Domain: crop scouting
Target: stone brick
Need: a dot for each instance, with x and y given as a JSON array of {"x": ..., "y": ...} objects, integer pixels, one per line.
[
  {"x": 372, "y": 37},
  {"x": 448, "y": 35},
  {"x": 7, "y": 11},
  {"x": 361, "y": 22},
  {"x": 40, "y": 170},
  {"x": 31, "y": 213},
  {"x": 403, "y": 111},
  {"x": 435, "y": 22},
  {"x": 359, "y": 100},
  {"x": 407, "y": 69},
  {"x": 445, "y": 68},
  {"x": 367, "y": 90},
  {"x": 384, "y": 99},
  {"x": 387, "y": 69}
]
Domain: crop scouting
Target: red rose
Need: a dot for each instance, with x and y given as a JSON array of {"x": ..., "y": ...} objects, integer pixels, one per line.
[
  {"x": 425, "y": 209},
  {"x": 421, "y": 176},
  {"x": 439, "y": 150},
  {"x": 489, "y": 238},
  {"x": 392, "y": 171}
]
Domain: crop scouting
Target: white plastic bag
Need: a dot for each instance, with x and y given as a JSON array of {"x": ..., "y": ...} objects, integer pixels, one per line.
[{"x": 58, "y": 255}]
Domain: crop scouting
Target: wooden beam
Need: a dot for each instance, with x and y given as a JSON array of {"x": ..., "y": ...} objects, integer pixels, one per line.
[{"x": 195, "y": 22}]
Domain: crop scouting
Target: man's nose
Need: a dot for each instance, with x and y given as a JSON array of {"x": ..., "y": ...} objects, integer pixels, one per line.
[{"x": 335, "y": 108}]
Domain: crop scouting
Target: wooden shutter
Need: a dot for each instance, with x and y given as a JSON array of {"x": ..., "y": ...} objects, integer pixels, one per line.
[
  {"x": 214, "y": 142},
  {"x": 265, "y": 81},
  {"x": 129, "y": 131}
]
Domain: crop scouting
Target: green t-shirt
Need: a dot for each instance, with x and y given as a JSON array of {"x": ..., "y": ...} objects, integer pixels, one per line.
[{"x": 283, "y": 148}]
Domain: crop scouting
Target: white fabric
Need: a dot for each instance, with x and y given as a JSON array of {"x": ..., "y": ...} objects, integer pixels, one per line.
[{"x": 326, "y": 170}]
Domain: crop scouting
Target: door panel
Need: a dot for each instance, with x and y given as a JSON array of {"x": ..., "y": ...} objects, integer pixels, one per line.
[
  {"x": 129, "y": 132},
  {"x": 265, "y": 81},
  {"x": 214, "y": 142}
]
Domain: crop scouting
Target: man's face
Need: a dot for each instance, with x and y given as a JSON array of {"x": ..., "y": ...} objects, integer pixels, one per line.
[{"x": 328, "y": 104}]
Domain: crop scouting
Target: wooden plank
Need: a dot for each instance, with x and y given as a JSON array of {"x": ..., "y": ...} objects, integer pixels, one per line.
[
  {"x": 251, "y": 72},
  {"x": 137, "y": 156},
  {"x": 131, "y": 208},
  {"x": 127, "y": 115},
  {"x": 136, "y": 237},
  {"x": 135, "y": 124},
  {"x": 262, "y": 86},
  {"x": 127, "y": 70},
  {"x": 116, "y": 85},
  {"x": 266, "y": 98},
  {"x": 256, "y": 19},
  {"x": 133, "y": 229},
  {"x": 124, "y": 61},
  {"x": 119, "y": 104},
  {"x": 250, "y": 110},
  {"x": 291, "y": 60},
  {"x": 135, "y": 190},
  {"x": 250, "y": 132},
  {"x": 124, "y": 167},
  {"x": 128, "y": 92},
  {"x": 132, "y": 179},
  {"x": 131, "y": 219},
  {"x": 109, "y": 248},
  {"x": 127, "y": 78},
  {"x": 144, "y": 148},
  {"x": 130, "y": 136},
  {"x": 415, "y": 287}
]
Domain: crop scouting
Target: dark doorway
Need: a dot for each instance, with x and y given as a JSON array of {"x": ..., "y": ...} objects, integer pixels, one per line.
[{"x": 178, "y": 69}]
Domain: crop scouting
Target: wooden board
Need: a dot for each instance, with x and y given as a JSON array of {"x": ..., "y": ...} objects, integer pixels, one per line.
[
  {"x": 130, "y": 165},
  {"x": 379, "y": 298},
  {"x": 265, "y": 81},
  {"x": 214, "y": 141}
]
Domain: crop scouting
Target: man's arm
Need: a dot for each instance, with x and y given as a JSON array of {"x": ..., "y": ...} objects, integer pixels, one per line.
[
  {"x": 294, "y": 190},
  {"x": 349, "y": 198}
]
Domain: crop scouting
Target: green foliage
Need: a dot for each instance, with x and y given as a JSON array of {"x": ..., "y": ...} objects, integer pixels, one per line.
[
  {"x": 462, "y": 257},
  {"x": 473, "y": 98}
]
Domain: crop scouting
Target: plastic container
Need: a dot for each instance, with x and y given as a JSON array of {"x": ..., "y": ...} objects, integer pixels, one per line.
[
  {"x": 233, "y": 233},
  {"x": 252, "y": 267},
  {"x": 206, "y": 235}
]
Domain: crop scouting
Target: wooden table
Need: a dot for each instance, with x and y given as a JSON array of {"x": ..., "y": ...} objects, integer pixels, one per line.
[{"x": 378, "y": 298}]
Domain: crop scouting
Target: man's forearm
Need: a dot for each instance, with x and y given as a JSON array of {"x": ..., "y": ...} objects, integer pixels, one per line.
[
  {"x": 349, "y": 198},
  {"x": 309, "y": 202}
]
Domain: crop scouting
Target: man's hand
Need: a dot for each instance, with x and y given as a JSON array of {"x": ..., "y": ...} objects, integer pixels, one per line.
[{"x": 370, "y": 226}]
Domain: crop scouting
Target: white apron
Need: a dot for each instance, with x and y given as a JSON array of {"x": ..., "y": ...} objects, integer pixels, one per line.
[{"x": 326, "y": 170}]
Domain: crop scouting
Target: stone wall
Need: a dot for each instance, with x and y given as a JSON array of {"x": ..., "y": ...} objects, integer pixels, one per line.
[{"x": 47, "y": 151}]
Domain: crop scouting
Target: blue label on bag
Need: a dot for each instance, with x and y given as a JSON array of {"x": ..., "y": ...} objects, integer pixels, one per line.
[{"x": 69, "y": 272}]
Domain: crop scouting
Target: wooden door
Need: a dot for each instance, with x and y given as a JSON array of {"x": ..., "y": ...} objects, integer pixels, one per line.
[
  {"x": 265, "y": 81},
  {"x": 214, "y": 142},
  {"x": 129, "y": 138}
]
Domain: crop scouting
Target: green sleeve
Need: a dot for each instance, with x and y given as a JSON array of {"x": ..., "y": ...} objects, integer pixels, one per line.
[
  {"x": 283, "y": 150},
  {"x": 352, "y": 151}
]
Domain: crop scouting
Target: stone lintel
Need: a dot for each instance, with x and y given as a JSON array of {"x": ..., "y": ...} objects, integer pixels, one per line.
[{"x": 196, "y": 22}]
········
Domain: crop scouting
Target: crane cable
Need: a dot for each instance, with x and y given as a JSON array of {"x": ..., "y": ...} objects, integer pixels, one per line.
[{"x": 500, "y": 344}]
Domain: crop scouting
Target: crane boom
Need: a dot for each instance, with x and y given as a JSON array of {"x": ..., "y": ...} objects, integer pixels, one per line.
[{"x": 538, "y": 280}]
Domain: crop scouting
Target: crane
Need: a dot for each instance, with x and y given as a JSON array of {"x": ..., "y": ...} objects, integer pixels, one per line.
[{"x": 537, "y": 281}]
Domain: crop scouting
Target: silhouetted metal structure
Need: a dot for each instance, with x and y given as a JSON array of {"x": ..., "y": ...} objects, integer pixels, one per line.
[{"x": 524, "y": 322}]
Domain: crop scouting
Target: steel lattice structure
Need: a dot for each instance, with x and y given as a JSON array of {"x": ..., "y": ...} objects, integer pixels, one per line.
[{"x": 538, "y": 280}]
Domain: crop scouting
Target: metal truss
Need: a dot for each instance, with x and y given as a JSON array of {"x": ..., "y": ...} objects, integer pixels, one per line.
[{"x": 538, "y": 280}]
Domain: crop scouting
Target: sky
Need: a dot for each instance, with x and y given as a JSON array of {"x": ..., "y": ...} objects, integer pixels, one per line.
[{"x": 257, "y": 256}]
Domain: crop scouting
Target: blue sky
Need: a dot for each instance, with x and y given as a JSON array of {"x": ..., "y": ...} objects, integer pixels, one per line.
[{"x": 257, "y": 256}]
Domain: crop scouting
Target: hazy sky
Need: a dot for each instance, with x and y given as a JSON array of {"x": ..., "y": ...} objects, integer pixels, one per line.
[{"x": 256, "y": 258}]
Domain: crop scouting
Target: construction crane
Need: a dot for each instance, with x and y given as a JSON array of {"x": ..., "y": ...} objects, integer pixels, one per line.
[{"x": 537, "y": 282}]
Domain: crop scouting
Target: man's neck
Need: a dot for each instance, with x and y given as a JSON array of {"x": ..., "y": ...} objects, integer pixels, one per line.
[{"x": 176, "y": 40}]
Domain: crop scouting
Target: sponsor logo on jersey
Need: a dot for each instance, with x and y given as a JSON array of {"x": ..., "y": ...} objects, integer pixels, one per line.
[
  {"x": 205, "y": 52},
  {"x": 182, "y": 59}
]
········
### Exercise
In the entries above, please find the line with "Target: stone wall" and the line with "Target: blue label on bag", then write out exactly those two lines and every line between them, and nothing more.

### Expected answer
Target: stone wall
Need: a dot for each instance, with x and y given as a JSON array of {"x": ..., "y": ...} objects, integer pixels, one per line.
[{"x": 47, "y": 151}]
Domain: crop scouting
Target: blue label on bag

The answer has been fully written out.